### Records for the exercise
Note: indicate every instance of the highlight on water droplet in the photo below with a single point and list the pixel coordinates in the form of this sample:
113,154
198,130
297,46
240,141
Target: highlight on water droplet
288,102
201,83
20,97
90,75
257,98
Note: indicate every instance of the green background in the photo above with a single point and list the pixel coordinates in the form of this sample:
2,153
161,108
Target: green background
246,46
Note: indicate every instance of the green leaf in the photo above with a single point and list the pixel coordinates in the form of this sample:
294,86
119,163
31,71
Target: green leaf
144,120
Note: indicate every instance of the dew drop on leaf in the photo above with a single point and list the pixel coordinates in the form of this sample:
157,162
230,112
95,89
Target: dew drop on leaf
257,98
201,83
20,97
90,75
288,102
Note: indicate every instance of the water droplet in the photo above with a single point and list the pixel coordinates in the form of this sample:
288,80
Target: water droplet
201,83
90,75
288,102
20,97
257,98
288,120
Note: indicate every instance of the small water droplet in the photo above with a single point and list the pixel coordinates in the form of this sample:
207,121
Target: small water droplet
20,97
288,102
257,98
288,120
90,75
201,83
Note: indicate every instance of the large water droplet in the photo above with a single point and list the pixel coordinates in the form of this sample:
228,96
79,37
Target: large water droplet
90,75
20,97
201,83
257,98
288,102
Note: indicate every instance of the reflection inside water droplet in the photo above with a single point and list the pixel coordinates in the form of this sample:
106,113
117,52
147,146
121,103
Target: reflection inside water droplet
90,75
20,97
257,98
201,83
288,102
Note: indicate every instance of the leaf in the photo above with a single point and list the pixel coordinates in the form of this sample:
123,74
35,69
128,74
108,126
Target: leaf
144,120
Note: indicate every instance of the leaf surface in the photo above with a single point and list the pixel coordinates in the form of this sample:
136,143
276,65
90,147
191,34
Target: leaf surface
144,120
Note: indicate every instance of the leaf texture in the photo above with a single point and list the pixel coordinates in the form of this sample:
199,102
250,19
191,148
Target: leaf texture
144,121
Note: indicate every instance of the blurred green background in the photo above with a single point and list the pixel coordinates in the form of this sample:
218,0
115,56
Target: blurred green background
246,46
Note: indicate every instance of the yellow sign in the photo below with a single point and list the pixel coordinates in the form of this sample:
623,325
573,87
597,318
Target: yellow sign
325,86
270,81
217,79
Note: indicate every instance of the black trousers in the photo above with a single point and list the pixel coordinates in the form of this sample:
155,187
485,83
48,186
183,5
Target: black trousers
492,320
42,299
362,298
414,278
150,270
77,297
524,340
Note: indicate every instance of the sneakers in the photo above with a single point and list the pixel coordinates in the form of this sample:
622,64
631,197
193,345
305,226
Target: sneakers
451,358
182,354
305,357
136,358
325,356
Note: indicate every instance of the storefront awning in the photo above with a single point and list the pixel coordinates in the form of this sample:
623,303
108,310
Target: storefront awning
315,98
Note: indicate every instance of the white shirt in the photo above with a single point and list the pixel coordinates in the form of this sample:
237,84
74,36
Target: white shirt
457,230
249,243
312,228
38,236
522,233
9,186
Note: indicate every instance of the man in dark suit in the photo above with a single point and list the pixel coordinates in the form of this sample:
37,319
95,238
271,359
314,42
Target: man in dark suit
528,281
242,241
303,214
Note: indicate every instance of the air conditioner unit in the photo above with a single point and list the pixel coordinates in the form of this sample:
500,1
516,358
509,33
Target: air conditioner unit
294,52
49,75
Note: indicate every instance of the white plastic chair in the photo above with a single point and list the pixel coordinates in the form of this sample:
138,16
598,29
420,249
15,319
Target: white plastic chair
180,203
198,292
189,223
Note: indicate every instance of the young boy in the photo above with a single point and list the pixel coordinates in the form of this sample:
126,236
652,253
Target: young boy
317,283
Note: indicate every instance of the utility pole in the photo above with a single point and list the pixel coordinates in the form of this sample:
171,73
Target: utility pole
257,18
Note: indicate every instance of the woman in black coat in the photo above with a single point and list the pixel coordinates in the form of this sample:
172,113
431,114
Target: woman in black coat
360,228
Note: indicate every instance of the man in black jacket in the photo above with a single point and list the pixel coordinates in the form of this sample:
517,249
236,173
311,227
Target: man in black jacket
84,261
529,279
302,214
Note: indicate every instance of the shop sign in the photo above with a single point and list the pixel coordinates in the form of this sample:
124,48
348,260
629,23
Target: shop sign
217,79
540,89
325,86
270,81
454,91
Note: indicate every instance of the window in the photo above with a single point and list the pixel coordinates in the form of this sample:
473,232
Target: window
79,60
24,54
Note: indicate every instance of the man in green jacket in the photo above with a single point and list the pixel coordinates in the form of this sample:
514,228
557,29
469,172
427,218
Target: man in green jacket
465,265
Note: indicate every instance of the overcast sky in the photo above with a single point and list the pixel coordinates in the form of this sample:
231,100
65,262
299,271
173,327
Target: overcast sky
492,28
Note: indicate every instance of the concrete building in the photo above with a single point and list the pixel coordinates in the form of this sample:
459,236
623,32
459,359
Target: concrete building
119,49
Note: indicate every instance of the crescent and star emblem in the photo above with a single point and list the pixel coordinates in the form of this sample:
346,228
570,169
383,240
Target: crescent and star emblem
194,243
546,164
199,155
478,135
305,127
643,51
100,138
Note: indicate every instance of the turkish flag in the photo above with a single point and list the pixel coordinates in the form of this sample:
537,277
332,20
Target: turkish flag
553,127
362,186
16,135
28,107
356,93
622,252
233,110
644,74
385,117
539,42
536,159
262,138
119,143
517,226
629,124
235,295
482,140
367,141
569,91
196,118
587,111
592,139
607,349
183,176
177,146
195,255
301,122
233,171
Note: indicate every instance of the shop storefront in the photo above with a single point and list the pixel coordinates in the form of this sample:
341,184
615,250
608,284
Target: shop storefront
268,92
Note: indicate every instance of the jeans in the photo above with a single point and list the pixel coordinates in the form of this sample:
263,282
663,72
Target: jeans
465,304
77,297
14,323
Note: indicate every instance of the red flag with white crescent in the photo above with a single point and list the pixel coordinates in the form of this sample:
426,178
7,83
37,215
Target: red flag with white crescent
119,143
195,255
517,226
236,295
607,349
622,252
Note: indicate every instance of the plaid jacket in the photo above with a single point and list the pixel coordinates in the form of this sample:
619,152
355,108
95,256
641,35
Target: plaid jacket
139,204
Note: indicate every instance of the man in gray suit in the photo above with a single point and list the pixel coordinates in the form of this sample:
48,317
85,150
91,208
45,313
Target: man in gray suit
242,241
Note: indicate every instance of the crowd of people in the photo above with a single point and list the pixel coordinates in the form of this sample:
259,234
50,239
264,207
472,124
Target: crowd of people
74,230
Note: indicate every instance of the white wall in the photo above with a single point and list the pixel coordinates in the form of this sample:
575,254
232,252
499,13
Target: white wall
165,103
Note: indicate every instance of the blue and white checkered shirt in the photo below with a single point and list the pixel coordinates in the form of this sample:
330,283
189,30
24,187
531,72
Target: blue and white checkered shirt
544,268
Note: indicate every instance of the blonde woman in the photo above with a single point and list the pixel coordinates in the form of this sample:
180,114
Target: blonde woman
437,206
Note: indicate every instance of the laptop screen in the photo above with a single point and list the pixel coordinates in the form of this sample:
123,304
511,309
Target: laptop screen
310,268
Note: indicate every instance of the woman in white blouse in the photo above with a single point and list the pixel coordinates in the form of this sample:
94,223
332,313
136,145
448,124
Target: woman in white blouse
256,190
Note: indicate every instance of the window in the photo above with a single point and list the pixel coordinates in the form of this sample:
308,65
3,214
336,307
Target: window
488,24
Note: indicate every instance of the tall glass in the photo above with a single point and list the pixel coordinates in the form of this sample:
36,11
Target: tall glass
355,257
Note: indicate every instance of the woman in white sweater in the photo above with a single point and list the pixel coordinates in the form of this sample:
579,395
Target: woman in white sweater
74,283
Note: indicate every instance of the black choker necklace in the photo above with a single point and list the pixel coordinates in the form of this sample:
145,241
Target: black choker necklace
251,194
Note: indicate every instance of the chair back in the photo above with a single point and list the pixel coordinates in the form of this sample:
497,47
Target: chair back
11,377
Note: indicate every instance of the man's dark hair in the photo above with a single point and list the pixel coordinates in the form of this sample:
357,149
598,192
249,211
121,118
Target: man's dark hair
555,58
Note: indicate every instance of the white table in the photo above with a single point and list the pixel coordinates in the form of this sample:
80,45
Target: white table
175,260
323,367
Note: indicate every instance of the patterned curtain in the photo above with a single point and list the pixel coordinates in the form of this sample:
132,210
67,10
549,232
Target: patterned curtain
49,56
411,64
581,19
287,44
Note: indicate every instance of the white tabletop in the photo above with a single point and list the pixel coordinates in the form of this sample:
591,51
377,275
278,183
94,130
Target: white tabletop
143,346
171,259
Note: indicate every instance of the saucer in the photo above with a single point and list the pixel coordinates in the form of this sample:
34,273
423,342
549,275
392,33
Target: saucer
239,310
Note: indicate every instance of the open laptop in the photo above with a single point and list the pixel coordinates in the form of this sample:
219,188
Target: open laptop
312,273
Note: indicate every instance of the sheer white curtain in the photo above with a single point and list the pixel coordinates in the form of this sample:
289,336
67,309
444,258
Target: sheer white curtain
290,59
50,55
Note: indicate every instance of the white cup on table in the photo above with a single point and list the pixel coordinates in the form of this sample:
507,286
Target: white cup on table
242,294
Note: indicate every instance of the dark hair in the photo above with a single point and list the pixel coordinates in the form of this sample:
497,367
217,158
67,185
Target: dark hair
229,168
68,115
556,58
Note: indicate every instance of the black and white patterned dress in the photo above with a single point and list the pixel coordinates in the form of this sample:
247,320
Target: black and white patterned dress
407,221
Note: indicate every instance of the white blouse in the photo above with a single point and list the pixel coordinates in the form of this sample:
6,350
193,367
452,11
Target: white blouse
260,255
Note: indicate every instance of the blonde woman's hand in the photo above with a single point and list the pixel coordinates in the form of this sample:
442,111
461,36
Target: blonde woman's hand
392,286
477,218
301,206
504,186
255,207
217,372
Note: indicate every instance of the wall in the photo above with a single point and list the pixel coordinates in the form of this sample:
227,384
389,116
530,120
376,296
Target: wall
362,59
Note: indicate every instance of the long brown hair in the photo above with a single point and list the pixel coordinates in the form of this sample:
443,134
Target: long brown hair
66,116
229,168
######
In the listing above, how many lines include the string "below"? Reply with the number alone.

**Finished task**
3